▸ **YOUR GOAL**
Below is a listing; reproduce each line of it exactly.

▸ **PROVIDED ENTRIES**

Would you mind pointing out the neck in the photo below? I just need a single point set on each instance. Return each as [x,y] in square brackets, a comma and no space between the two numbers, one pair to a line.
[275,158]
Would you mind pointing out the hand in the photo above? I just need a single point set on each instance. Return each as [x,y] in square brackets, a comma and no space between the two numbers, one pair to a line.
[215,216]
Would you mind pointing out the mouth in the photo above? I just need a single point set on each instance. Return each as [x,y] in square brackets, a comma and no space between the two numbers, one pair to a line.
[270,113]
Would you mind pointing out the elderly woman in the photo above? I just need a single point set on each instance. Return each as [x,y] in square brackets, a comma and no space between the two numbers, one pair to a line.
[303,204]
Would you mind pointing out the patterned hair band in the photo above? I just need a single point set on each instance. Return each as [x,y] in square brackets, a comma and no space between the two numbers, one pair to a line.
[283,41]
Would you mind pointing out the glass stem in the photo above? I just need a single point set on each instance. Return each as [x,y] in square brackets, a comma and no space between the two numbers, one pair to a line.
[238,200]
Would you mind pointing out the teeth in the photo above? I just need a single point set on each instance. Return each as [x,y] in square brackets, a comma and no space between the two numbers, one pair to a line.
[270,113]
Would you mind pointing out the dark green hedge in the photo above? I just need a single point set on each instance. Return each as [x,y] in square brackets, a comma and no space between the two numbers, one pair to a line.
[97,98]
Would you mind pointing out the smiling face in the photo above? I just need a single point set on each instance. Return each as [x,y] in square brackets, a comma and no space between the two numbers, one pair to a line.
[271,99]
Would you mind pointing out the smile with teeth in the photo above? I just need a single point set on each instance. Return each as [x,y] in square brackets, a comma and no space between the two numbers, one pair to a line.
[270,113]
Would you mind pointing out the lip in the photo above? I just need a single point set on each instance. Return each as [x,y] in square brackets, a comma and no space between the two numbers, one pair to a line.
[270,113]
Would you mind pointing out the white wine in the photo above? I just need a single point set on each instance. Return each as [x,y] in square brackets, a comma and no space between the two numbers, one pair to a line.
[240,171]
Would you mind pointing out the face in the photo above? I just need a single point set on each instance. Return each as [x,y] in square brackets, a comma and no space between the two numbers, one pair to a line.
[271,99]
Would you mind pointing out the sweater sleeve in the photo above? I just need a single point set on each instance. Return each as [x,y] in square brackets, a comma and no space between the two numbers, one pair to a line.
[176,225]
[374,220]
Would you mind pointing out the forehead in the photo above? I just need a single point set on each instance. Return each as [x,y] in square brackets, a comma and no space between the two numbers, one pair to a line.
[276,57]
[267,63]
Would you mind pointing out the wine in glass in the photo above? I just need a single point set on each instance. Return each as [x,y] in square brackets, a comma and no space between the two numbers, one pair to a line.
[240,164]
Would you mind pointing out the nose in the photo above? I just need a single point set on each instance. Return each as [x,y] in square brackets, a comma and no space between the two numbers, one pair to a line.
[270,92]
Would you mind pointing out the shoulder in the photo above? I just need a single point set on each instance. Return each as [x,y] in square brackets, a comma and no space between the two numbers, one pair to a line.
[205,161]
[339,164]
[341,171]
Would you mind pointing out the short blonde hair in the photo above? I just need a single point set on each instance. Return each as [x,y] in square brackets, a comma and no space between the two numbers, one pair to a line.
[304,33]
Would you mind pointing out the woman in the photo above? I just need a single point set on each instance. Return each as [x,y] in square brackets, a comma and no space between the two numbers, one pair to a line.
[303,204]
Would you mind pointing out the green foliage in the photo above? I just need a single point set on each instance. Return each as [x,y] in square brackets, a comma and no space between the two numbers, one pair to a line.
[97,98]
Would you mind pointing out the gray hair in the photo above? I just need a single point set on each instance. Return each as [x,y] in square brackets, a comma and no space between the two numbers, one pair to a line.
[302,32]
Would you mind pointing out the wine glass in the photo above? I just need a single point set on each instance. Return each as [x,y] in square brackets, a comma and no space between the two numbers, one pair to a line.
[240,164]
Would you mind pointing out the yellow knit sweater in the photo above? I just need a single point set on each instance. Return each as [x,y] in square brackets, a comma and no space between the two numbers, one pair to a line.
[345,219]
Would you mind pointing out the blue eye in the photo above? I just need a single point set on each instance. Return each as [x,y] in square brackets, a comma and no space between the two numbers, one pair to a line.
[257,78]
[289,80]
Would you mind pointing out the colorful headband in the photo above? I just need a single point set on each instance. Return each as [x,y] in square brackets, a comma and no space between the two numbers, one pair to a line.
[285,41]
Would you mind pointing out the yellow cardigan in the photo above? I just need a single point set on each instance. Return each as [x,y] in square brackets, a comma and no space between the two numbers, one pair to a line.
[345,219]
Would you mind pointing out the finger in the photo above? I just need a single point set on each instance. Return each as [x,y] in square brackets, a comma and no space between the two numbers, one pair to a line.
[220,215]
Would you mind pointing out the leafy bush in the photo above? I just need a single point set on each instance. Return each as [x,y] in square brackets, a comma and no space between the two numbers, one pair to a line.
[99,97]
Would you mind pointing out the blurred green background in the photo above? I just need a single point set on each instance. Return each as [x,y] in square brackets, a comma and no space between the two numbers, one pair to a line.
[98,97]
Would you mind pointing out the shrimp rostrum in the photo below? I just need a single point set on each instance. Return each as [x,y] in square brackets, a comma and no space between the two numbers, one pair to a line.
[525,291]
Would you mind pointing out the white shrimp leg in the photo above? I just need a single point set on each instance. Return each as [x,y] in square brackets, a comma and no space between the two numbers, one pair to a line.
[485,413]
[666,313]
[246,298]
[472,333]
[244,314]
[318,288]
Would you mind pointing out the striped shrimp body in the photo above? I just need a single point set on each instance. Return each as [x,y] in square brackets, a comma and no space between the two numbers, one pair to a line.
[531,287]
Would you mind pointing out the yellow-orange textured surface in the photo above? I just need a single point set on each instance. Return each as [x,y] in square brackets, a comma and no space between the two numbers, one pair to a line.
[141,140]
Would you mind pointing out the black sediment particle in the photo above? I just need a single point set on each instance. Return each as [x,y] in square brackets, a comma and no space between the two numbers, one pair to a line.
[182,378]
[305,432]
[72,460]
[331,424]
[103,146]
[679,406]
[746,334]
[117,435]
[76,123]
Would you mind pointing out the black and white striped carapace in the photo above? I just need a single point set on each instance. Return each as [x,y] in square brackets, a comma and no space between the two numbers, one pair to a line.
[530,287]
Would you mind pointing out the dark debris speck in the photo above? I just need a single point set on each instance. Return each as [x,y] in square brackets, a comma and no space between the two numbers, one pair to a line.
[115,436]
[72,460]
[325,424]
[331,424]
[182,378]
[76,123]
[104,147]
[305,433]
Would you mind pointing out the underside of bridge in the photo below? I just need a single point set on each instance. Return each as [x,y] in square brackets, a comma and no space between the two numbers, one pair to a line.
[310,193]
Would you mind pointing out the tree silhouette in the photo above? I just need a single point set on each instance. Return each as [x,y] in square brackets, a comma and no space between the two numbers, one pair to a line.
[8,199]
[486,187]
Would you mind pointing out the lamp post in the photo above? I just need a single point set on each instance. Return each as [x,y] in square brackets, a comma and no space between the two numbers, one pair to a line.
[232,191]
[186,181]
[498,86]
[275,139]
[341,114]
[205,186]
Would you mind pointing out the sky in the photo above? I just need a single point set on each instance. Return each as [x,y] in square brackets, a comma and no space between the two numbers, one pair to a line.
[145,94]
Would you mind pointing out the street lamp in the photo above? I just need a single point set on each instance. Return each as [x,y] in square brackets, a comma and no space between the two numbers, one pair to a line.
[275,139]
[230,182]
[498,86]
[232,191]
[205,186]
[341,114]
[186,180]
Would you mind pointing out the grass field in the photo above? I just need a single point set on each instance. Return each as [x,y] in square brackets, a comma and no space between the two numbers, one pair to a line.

▸ **OUTPUT OF THE EXERCISE**
Would you mind pointing out the neck in the photo below? I just need a single point set on each instance. Return each as [x,y] in square brackets, a comma and no space between the two numbers, one pair to a line.
[275,158]
Would you mind pointing out the hand in the photo above? I just need a single point set on each instance. Return each as [x,y] in square brackets, a comma and no space between the two numbers, one pair to a line.
[215,216]
Would you mind pointing out the mouth in the photo above? I just need a single point set on each instance. Return each as [x,y] in square brackets, a comma and no space between the two numbers, one pair to a line.
[270,113]
Would you mind pointing out the elderly woman in the photo above? I just need a single point set on each instance. Return each as [x,y] in square brackets, a comma and no space between the two numbers, one pair to a line.
[303,204]
Would you mind pointing out the patterned hair band in the photo above? I just need a single point set on each instance. Return each as [x,y] in square brackets, a comma and no space between the two numbers, one pair to a line.
[283,41]
Would you mind pointing out the glass stem in the photo above? I just need a single point set on each instance. Return each as [x,y] in square brackets, a comma and no space between the two numbers, one pair to a line.
[238,200]
Would you mind pointing out the teeth in the photo above? I just need a single point set on each instance. Return each as [x,y] in square brackets, a comma and no space between the two numbers, one pair to a line.
[270,113]
Would you mind pointing out the dark green hedge in the photo above? I just need a single point set on each instance. Return each as [x,y] in square brackets, a comma and no space between the two numbers, one pair to a line.
[97,98]
Would you mind pointing out the smiling face in the photo above? I just need a single point set on each instance. Return each as [x,y] in square brackets, a comma and no space between the two numbers, one pair to a line.
[271,99]
Would you mind pointing out the smile with teeth in the photo above? I just need a single point set on each instance. Return each as [x,y] in square brackets, a comma and no space between the two numbers, one pair to a line.
[270,113]
Would you mind pointing out the lip in the photo above? I just need a single point set on each instance. Return each as [x,y] in square brackets, a comma and no space between the two numbers, one pair to a line.
[270,113]
Would you mind pointing out the white wine in the photo above? I just need a single point set on each instance. Return each as [x,y] in square brackets, a comma and no space between the two numbers, one pair to a line.
[240,171]
Would you mind pointing out the face in the photo above? I just need a single point set on each instance. Return each as [x,y] in square brackets, a comma and no space between the two numbers, one pair to a line.
[271,99]
Would you mind pointing out the sweater sleeve in the photo above? I just need a single point set on each instance. Return each as [x,y] in square brackets, a comma and no space between the two numbers, one pair to a line.
[176,225]
[374,220]
Would you mind pointing out the forehead in the photo above? I just need a single point set on each instance. Return each as [x,y] in square brackets, a comma and no space between the two numbers, one pair to a line.
[276,57]
[267,63]
Would you mind pointing out the wine in glass in the photo above? I just need a single point set on each instance. Return each as [x,y] in square brackets, a comma and no space between the two numbers, one pair to a line.
[240,164]
Would you mind pointing out the nose in the photo above? I just need a single point set on each instance. Return each as [x,y] in square brackets, a comma and no space between the two numbers, one pair to a line.
[270,92]
Would you mind pointing out the shoulder in the photo above? I just need a single point set on each instance. Return each as [x,y] in square brackets, a comma and no space between the two numbers, one pair to a line.
[205,161]
[339,164]
[341,171]
Would you mind pointing out the short blonde hair in the photo above? I just need a single point set on each instance. Return each as [x,y] in square brackets, a comma and no space between the two numbers, one pair to a line.
[304,33]
Would you mind pointing out the woman in the photo above? I just need a single point set on each instance. Return each as [x,y] in square brackets, a comma and no space between the two numbers, one pair to a line.
[303,204]
Would you mind pointing out the green foliage in the photo above? I just need a single point set on each instance. Return each as [x,y] in square brackets, a comma and no space between the two numbers, one pair to a line.
[97,98]
Would you mind pointing out the gray hair in the photo above? I just need a single point set on each instance. Return each as [x,y] in square brackets, a comma and no space between the two numbers, one pair to a line.
[302,32]
Would you mind pointing out the wine glass in the photo above? I just need a single point set on each instance. Return each as [x,y] in square brackets, a comma and no space between the two numbers, one pair to a line.
[240,164]
Would you mind pointing out the yellow knit sweater in the photo above? I just need a single point set on each instance. Return each as [x,y] in square brackets, a comma and no space between the two numbers, one pair to a line.
[345,219]
Would you mind pointing out the blue eye in the photo above? I just need a single point set on each instance. Return each as [x,y] in square brackets, a comma and no space between the two numbers, one pair to a line.
[257,78]
[289,80]
Would you mind pointing out the colorful headband in the photo above? I just need a single point set on each instance. Return each as [x,y] in square brackets, a comma and no space between the two numbers, one pair to a line.
[285,41]
Would you mind pointing out the yellow cardigan in the photo above? I just need a single point set on each instance. Return each as [x,y] in square brackets, a comma and no space between the two numbers, one pair to a line.
[345,219]
Would you mind pointing out the finger in the photo above? I just need a single point set on each instance. Return each as [x,y] in square brackets, a comma and no space between the two numbers, one pair to a line.
[220,215]
Would you mind pointing out the leafy bush in the photo above? I just need a single point set on each instance. Return each as [x,y] in square brackets, a comma and no space between the two numbers, one pair to a line.
[99,97]
Would you mind pointing out the blurred green background in the photo above? I just need a single point set on each instance. Return each as [x,y] in square brackets, a comma and no space between the two numbers, one pair to a line.
[98,97]
Would you mind pointing out the shrimp rostrum in the photo below? I just need a single point set on each instance. Return each as [x,y] in square brackets, a comma and no space between the two numbers, one pair to a line.
[525,291]
Would you mind pointing out the white shrimp leg in the photo above? I just need a single point set on each instance. Return each as [x,y] in square brackets, a comma and no space between the two numbers, one pair to a line.
[485,413]
[666,313]
[246,298]
[472,333]
[244,314]
[318,288]
Would you mind pointing out the striped shrimp body in the photo above? I just need a single point set on each instance. Return each as [x,y] in square brackets, a comma and no space between the two numbers, one pair to a line.
[531,287]
Would you mind pointing out the yellow-orange textured surface in the photo above? I just need a single point set on each instance. Return each as [x,y] in square brackets, a comma and no space between the two numbers, one pair to a line.
[141,140]
Would you mind pointing out the black sediment particle in the photo above? I just need a single point set on each instance. Return each as [x,y] in square brackets, a comma and no space between the two numbers, one pair to a line.
[182,378]
[305,432]
[72,460]
[331,424]
[103,146]
[679,406]
[746,334]
[117,435]
[76,123]
Would you mind pointing out the black and white striped carapace in the photo above? I just need a single point set on each instance. Return each as [x,y] in square brackets, a comma and no space between the two numbers, one pair to a line.
[530,287]
Would you mind pointing out the dark debris speck in the photo above? I just need a single point set on each instance. Return each as [x,y] in square brackets, a comma and no space between the two numbers, one pair to a line.
[115,436]
[72,460]
[325,424]
[331,424]
[182,378]
[76,123]
[104,147]
[305,433]
Would you mind pointing out the underside of bridge in the photo below? I just need a single point set on each instance. Return each as [x,y] in square brackets, a comma and no space between the two numbers, one pair to a line.
[310,193]
Would you mind pointing out the tree silhouette in the photo above? I just need a single point set on each instance. Return each as [x,y] in square brackets, a comma and no space between the two numbers, one pair to a line.
[8,199]
[486,187]
Would you mind pointing out the lamp post in the photo above? I just need a single point set on each instance. Return each as [x,y] in square brackets, a comma and no space between the two numbers, one pair to a line.
[232,191]
[186,181]
[498,86]
[275,139]
[341,114]
[205,186]
Would you mind pointing out the sky in the photo above? I just need a single point set on each instance. Return each as [x,y] in square brackets, a comma and no space between the two numbers, one pair to a line.
[145,94]
Would you mind pointing out the street lamp in the photo above? I just need a single point set on each instance. Return each as [x,y] in square brackets, a comma and no space between the two numbers, one pair to a line.
[275,139]
[230,182]
[498,86]
[232,191]
[205,186]
[341,114]
[186,180]
Would you mind pointing out the grass field in the photo above? I just need a single point set on each instance. Return each as [x,y] in square brackets, a comma and no space between the two numbers, one pair to a line.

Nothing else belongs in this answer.